## TASK STATEMENT
Every entry that appears below is to be output exactly.

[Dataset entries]
::::::::
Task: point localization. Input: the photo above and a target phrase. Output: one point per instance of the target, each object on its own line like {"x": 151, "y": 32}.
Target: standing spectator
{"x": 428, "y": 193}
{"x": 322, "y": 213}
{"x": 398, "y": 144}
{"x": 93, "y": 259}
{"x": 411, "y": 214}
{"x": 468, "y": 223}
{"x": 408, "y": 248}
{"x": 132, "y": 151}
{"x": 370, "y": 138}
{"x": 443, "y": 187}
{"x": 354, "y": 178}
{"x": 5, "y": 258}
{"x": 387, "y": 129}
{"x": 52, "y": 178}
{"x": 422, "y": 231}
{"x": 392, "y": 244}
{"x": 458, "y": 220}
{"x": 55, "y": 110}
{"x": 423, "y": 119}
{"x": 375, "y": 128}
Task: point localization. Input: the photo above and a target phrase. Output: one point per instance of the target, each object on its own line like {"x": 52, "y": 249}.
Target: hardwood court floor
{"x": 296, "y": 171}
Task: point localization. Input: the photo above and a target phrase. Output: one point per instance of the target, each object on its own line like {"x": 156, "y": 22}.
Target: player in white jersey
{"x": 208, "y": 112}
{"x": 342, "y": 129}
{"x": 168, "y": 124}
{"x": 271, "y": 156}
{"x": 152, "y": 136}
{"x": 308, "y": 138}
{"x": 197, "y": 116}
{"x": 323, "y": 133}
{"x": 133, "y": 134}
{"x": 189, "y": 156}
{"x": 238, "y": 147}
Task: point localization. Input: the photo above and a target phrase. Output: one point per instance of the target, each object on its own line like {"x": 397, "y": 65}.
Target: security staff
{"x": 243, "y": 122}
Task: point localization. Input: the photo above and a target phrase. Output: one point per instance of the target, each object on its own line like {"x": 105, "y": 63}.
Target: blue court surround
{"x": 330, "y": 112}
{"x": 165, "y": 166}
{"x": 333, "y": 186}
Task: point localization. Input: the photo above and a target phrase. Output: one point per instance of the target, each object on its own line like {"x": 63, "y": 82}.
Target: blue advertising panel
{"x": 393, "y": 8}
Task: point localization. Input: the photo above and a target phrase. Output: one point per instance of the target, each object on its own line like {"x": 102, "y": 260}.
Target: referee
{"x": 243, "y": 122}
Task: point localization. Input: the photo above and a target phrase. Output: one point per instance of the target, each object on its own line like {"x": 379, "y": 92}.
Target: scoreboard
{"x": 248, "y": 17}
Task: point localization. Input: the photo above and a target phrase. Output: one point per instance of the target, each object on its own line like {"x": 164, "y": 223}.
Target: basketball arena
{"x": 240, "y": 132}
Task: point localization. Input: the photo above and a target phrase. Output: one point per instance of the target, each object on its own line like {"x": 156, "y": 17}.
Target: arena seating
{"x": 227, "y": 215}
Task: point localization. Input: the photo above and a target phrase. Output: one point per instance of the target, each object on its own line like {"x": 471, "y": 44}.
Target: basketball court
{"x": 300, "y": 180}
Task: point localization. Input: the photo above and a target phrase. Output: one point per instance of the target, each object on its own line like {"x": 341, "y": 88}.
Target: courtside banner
::::::::
## WRITTEN SOLUTION
Task: point localization. Input: the photo above and a target phrase. Output: one point per instance of the target, each object on its own line like {"x": 151, "y": 32}.
Target: standing spectator
{"x": 428, "y": 193}
{"x": 322, "y": 213}
{"x": 398, "y": 144}
{"x": 93, "y": 259}
{"x": 411, "y": 214}
{"x": 468, "y": 223}
{"x": 408, "y": 248}
{"x": 132, "y": 151}
{"x": 370, "y": 138}
{"x": 443, "y": 187}
{"x": 354, "y": 178}
{"x": 5, "y": 258}
{"x": 387, "y": 129}
{"x": 52, "y": 178}
{"x": 422, "y": 231}
{"x": 392, "y": 244}
{"x": 458, "y": 220}
{"x": 55, "y": 110}
{"x": 423, "y": 119}
{"x": 375, "y": 128}
Task: point localization. Input: the photo above and a target phrase. Output: one point per instance of the target, each object on its own line like {"x": 52, "y": 249}.
Target: hardwood court floor
{"x": 296, "y": 171}
Task: point localization. Input: the photo above and a target phrase. Output: one point per instance of the target, each object on its own line like {"x": 156, "y": 22}.
Target: player in white jersey
{"x": 208, "y": 112}
{"x": 342, "y": 129}
{"x": 168, "y": 124}
{"x": 271, "y": 156}
{"x": 152, "y": 136}
{"x": 308, "y": 138}
{"x": 197, "y": 116}
{"x": 323, "y": 133}
{"x": 133, "y": 134}
{"x": 189, "y": 156}
{"x": 238, "y": 147}
Task: point localization. Input: the photo above and a target phrase. Output: one point per instance of the target, each object on its own line like {"x": 397, "y": 65}.
Target: security staff
{"x": 243, "y": 122}
Task: point localization. Input: the photo above and a target phrase. Output: one point per instance of the target, each object on its own line like {"x": 105, "y": 63}.
Target: blue court surround
{"x": 330, "y": 112}
{"x": 165, "y": 166}
{"x": 333, "y": 186}
Task: point localization. Input: the photo above and a target phrase. Output: one point per instance of the target, each object on its own line like {"x": 63, "y": 82}.
Target: blue advertising panel
{"x": 393, "y": 8}
Task: point localization. Input: the photo above and a target phrase. Output: one point per instance of the target, each object on its own line like {"x": 102, "y": 260}.
Target: referee
{"x": 243, "y": 122}
Task: point localization. Input: the photo above and a target phrase. Output: one point per instance of the target, each object on its own line like {"x": 379, "y": 92}.
Target: scoreboard
{"x": 248, "y": 17}
Task: point localization. Input: the photo above and a target phrase. Output: one point per instance of the target, each object on its own line like {"x": 164, "y": 223}.
Target: basketball arena
{"x": 240, "y": 132}
Task: point localization. Input: the photo above and a target phrase. Output: one point per instance of the target, each object on its own line like {"x": 156, "y": 17}.
Target: arena seating
{"x": 227, "y": 215}
Task: point localization. Input: the photo above and a target phrase. Output: one point per instance of the target, each object on its own line like {"x": 471, "y": 44}.
Target: basketball court
{"x": 300, "y": 180}
Task: point localization. Input: the photo above and a target phrase. Output: one point per instance of the target, each object on its own line like {"x": 341, "y": 88}.
Target: courtside banner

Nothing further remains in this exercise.